## WORK INSTRUCTIONS
Starting at the line that contains "of the flower", quote each line exactly through the last line of the entries, both included.

-------- RECORDS FOR THE EXERCISE --------

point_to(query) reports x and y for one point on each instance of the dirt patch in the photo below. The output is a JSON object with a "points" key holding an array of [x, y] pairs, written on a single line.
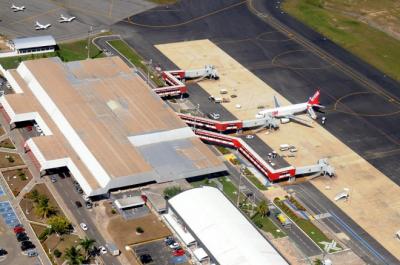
{"points": [[10, 160], [124, 232], [17, 179], [27, 205], [61, 243], [7, 143]]}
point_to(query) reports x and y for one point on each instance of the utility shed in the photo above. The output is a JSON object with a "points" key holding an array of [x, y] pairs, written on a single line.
{"points": [[221, 229], [35, 44]]}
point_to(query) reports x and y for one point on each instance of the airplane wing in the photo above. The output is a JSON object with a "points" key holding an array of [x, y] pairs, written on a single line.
{"points": [[300, 120], [311, 112], [277, 105]]}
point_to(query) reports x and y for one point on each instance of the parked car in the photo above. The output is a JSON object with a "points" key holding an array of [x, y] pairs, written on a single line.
{"points": [[83, 226], [102, 250], [32, 253], [27, 247], [174, 245], [178, 252], [22, 237], [3, 252], [88, 204], [18, 229], [145, 258]]}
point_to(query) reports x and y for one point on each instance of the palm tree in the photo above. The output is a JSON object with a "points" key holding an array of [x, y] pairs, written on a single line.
{"points": [[44, 208], [87, 245], [262, 208], [73, 256]]}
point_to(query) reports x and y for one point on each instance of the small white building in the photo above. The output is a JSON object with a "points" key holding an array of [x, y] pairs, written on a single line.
{"points": [[30, 45], [221, 232]]}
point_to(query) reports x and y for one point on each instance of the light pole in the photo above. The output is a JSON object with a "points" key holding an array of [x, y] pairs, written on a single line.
{"points": [[149, 63], [88, 45]]}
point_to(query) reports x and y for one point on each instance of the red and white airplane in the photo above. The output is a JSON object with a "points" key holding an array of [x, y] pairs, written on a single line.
{"points": [[287, 113]]}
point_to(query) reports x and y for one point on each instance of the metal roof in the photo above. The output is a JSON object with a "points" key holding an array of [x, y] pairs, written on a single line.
{"points": [[32, 42], [228, 236]]}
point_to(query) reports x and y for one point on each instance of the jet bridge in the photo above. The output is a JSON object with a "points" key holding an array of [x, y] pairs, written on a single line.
{"points": [[175, 80]]}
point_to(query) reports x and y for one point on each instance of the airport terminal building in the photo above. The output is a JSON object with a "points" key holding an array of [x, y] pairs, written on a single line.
{"points": [[104, 123]]}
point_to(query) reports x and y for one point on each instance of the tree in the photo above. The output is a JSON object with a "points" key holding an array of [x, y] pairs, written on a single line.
{"points": [[87, 245], [34, 195], [172, 191], [59, 225], [73, 256], [262, 208], [43, 208]]}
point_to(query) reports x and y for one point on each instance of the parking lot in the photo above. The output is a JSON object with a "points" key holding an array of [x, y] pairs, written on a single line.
{"points": [[160, 253], [8, 215]]}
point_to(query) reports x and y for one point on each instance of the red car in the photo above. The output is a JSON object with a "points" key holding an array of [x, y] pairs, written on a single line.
{"points": [[178, 252], [19, 229]]}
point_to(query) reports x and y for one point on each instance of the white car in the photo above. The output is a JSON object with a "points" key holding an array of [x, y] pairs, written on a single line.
{"points": [[83, 226], [102, 250], [174, 245]]}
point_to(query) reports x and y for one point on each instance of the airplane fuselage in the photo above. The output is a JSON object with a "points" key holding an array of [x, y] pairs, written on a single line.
{"points": [[283, 111]]}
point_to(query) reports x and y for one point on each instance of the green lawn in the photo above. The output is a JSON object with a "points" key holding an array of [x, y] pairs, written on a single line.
{"points": [[307, 226], [71, 51], [135, 58], [373, 46], [268, 226]]}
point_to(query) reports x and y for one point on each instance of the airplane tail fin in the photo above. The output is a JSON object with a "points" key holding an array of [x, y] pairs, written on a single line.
{"points": [[314, 100]]}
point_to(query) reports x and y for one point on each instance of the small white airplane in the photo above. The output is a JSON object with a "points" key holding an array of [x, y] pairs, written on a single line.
{"points": [[287, 113], [39, 26], [17, 8], [65, 19]]}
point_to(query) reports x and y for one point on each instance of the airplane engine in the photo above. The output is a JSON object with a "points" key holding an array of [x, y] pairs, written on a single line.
{"points": [[284, 120]]}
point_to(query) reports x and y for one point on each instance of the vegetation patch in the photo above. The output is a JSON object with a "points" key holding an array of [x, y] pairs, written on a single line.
{"points": [[223, 150], [370, 44], [17, 179], [136, 59], [7, 143], [306, 225], [10, 160], [69, 51]]}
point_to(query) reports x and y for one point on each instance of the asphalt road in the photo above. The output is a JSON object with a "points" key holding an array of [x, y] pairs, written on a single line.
{"points": [[359, 241], [98, 14], [292, 67], [66, 191], [306, 245]]}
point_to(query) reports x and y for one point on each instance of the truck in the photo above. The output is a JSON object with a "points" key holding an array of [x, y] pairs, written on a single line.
{"points": [[112, 249]]}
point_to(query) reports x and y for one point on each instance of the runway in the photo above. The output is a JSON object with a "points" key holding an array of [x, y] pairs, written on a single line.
{"points": [[360, 113], [288, 67]]}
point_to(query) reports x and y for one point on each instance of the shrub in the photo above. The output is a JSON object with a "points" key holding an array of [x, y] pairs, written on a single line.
{"points": [[172, 191], [258, 223], [43, 235], [57, 253], [139, 230]]}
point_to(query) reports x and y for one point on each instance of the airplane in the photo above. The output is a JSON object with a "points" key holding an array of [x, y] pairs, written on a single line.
{"points": [[287, 113], [65, 19], [39, 26], [17, 8]]}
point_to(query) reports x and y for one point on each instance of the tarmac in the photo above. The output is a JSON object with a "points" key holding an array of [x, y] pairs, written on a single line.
{"points": [[292, 68], [98, 14]]}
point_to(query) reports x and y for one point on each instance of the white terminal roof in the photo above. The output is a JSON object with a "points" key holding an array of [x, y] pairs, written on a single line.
{"points": [[223, 230], [31, 42], [104, 123]]}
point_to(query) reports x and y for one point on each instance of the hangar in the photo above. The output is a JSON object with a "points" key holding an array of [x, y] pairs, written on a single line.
{"points": [[99, 119], [30, 45], [206, 218]]}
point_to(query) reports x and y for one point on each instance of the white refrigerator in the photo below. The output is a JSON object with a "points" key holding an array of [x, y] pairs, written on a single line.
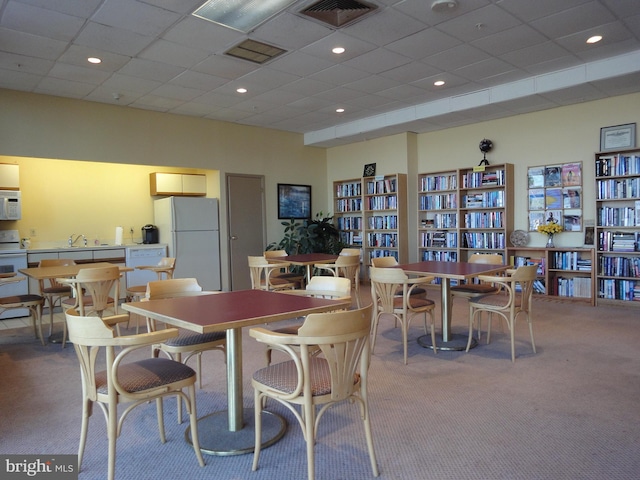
{"points": [[189, 227]]}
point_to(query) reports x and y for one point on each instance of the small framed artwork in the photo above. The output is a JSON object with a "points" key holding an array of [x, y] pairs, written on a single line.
{"points": [[618, 137], [369, 170], [294, 201]]}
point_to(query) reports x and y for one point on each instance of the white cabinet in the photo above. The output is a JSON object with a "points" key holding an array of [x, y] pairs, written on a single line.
{"points": [[9, 176], [178, 184]]}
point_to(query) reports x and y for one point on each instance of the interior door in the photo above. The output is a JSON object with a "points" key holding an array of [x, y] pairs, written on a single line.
{"points": [[246, 220]]}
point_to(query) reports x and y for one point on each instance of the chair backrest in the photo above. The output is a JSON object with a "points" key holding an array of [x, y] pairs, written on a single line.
{"points": [[323, 285], [54, 262], [487, 258], [98, 283], [384, 262], [174, 287], [343, 338]]}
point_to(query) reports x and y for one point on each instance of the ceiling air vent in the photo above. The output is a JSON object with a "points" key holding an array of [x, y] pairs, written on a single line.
{"points": [[338, 13], [253, 51]]}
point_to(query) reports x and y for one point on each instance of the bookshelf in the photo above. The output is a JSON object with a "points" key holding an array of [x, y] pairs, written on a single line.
{"points": [[563, 273], [385, 217], [617, 230], [348, 211]]}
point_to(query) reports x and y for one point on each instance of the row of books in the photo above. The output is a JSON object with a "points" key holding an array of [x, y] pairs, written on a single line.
{"points": [[483, 179], [349, 205], [387, 202], [618, 188], [570, 261], [619, 216], [486, 240], [351, 238], [618, 165], [383, 222], [349, 223], [439, 256], [439, 239], [382, 239], [579, 287], [439, 202], [619, 289], [349, 189], [493, 199], [618, 241], [484, 220], [438, 182], [620, 266], [381, 186]]}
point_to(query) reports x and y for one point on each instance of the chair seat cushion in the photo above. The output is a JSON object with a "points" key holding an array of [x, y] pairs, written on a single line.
{"points": [[146, 374], [186, 339], [21, 299], [414, 302], [475, 289], [284, 376]]}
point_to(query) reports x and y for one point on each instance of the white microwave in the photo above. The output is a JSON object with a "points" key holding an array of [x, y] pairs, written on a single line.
{"points": [[10, 205]]}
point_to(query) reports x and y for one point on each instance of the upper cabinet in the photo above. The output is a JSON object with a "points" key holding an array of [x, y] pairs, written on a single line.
{"points": [[9, 176], [178, 184]]}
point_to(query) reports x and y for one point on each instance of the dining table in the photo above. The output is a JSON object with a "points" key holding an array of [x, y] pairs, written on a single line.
{"points": [[64, 271], [231, 432], [306, 260], [448, 271]]}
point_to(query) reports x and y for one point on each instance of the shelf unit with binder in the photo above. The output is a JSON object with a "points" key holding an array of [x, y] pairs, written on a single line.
{"points": [[385, 217], [617, 230], [438, 216], [348, 211], [563, 273]]}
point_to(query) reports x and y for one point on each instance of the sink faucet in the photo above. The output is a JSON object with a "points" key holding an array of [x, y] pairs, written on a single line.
{"points": [[71, 240]]}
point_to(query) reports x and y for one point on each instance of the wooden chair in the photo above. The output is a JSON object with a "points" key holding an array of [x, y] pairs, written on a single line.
{"points": [[515, 300], [346, 266], [264, 275], [124, 381], [309, 381], [285, 273], [51, 289], [30, 301], [386, 283], [470, 290], [187, 343], [92, 289]]}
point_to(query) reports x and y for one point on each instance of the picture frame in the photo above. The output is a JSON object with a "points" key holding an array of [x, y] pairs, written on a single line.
{"points": [[618, 137], [294, 201]]}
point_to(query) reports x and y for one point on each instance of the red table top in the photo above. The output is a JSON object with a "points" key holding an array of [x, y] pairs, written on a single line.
{"points": [[224, 310], [459, 270]]}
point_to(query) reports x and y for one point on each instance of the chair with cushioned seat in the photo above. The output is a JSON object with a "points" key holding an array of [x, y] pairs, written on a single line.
{"points": [[308, 384], [126, 382], [186, 344], [391, 294], [31, 302]]}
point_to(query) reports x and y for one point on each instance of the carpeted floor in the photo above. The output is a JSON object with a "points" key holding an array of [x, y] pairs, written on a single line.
{"points": [[568, 412]]}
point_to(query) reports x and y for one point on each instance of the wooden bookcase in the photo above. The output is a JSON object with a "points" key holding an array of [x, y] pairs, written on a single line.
{"points": [[617, 230], [563, 273]]}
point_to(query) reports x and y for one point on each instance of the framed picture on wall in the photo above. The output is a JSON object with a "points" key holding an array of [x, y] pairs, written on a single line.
{"points": [[294, 201]]}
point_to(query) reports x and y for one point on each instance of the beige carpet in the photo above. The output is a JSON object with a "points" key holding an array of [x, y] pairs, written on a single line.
{"points": [[571, 411]]}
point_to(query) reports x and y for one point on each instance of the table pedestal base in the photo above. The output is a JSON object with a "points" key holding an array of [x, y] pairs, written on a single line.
{"points": [[217, 439], [456, 342]]}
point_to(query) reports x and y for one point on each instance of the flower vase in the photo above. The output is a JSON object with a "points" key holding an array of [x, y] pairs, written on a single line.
{"points": [[550, 241]]}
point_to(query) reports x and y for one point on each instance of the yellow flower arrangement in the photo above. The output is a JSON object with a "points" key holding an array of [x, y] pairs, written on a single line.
{"points": [[550, 228]]}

--------

## EXERCISE RESULT
point_to(query) reports x and y for one point on each instance of the flower vase in the photo above. The output is a JSON object with a "points" key holding an array of [x, y] pairs, written on a single line.
{"points": [[550, 241]]}
point_to(query) reports x and y for one point on each instance of the yellow flower arrangement in the photo above. The output is a JSON object with a "points" key holding an array of [x, y] pairs, written on a single line.
{"points": [[550, 228]]}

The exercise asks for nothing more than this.